But of course one can get emotional needs met, at least to some degree, through shared non-sexual activities with friends, conversations with family, not to mention playing with pets and communication with people on Internet web sites like this. :smile2: But excepting infidelity, not so with sexual needs.

So, maybe MWD's ideas are more relevant to one situation or the other. Ideas?


----------



## bestyet2be (Jul 28, 2013)

badsanta said:


> *
> "I enjoy knowing that he desires me exactly the way I am"*


Yes, it's a wonderful thing to love and accept someone without attempting to change, or even wishing to change, someone.

But isn't there a hidden problem in that statement? Shouldn't we all strive for improvement? Isn't desiring something "exactly" as it is rejecting any aspiration for improvement?


----------



## NoSizeQueen (Sep 9, 2015)

bestyet2be said:


> badsanta said:
> 
> 
> > *
> ...


Of course we should strive for improvement, but that's not exactly what I meant.

Data segment:
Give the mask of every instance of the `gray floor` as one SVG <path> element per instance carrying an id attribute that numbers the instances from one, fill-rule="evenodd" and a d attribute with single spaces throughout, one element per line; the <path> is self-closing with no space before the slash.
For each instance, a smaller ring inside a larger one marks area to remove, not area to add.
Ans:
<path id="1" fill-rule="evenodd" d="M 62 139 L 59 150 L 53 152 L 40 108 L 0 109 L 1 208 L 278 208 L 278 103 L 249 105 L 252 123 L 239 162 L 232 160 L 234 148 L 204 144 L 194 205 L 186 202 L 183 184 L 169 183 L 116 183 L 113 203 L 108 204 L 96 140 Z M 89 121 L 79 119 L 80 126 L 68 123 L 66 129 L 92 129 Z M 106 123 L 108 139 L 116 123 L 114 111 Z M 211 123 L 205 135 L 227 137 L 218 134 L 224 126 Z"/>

Brief 1: According to the forum thread, through what activities can emotional needs be met, at least to some degree?
Brief 2: Retype the forum thread from "## bestyet2be (Jul" to "to change, someone.".

Complete answer 1: Through shared non-sexual activities with friends, conversations with family, playing with pets, and communication with people on Internet web sites.

Complete answer 2:
## bestyet2be (Jul 28, 2013)

badsanta said:


> *
> "I enjoy knowing that he desires me exactly the way I am"*


Yes, it's a wonderful thing to love and accept someone without attempting to change, or even wishing to change, someone.